Assignment
Pick up the essay on Maurice Blanchot below after its final sentence and carry it forward, leaving aside the entries that follow it.

Source document: Begin

Maurice Blanchot at 100
The space opened by Blanchot
In lieu of a homage, which would need an infinite book to encompass the infinite debt owed, a few words, personal, in that his death touched me, one of his readers, one of his translators, with the sadness I know it would, but with a sense of loss not foreseen, not foreseeable.
As a young man, I wanted to write, wanting to be a poet in a foreign language. Foolishly claiming to have shaken off the dust of an old Europe for the new spaces, exilic and nomadic, of America, I came to Blanchot after early years of intense involvement with an information-laden American poetry, from Ezra Pound to Allen Ginsberg. By chance, as they say, on a brief visit to Europe, I bought L’espace littéraire. It was the title and its promise that attracted me, not the author’s name, which meant nothing to me then.
A thick, squat, paper back, with an ugly blue and black abstract cover design, set in small, compact type, perfect bound with bad thin glue that immediately made for a broken spine and started the slow dissemination of individual pages still going on today, thirty-five years later. I was drawn in, slowly but inexorably: underlining starts five pages into the text with the following sentence:”… the artist, finishing his work only at the moment he dies, can never know it.” The calm acceptance startled me, and opened something that will close only au moment voulu.

Source document: End
Recorded information: Begin

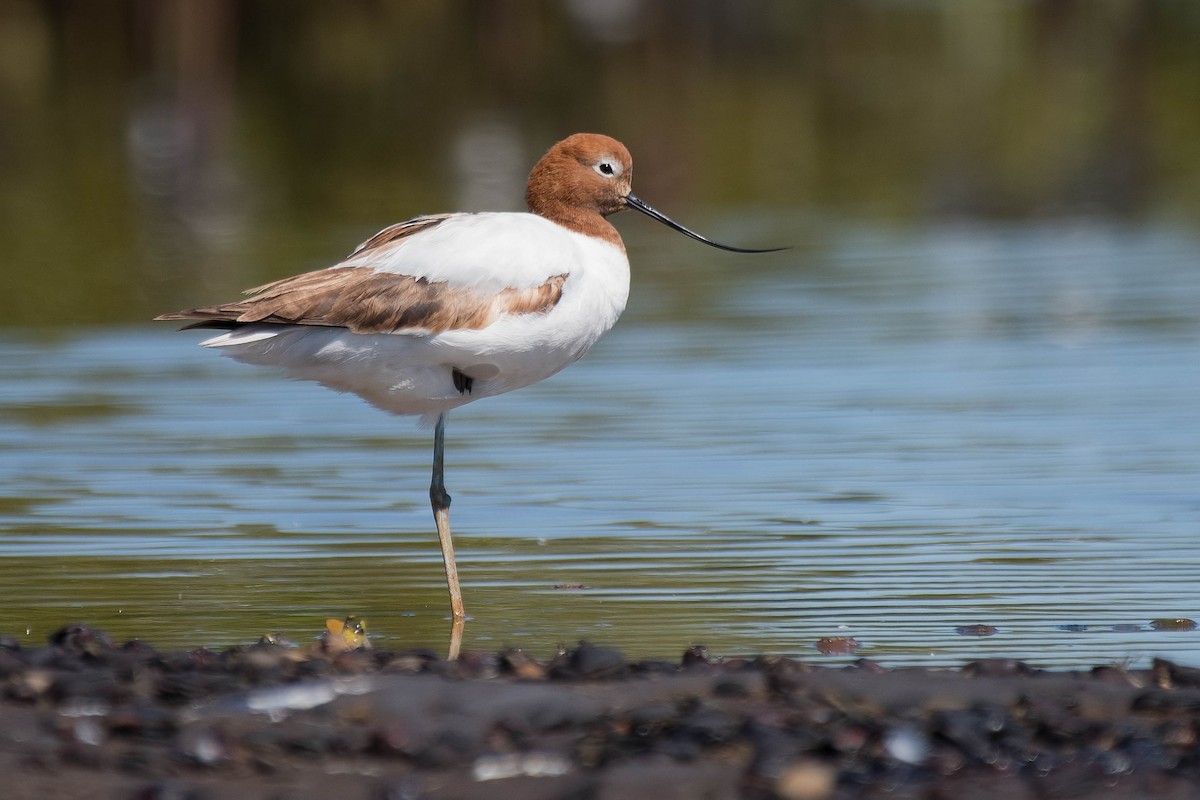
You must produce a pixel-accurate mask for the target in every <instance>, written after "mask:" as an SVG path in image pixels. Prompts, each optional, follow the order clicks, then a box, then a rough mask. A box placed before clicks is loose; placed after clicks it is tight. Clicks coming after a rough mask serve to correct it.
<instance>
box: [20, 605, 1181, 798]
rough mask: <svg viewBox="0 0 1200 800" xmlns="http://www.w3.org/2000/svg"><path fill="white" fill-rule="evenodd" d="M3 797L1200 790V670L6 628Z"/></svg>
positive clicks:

Recorded information: End

Exercise result
What Blanchot gave me was a space to think experience in and to experience thinking in; to think the book in, to think writing in as a self-reflexive meditation in movement. His writing did this: the way the sentences thought themselves forward, drawing the reader in, raising in him a lucid exaltation and a calm tension, in their promise that something would be discovered in the process of reading. All one had to do was to immerse oneself into the act of reading/thinking, to become the sentence unfolding under eye and in brain, to follow its course as it dis-coursed, dis-covering its own thought-meander, while thinking through another writer. Reading Blanchot was an invitation into the space of witnessing the momentous event of the experience of thought. It was the gift of the closest of alliances where one became the included third actively witnessing, i.e. having to think through the thinking through of the work of another thinker/writer —without this writing ever becoming “literary criticism,” but always existing in/as the very act of writerly writing.
The space opened thus opened the very possibility of the work I wanted to do. And as I crisscrossed the Atlantic and the Mediterranean again and again, moving from continent to continent, his work has remained with me as the active thinking of the necessary exile of the writer. What he says of speech in The Infinite Conversation I hold to be true too for writing, that other conversation:
“Speech, in this sense, is the promised land where exile fulfills itself in sojourn since it is not a matter of being at home there but of always being Outside, engaged in a movement wherein the Foreign offers itself, yet without disavowing itself. To speak, in a word, is to seek the source of the meaning in the prefix that the words exile, exodus, existence, exteriority, and estrangement are committed to unfolding in various modes of experience…
Isn’t it strange that you and I have discovered Blanchot after we had both moved to the United States?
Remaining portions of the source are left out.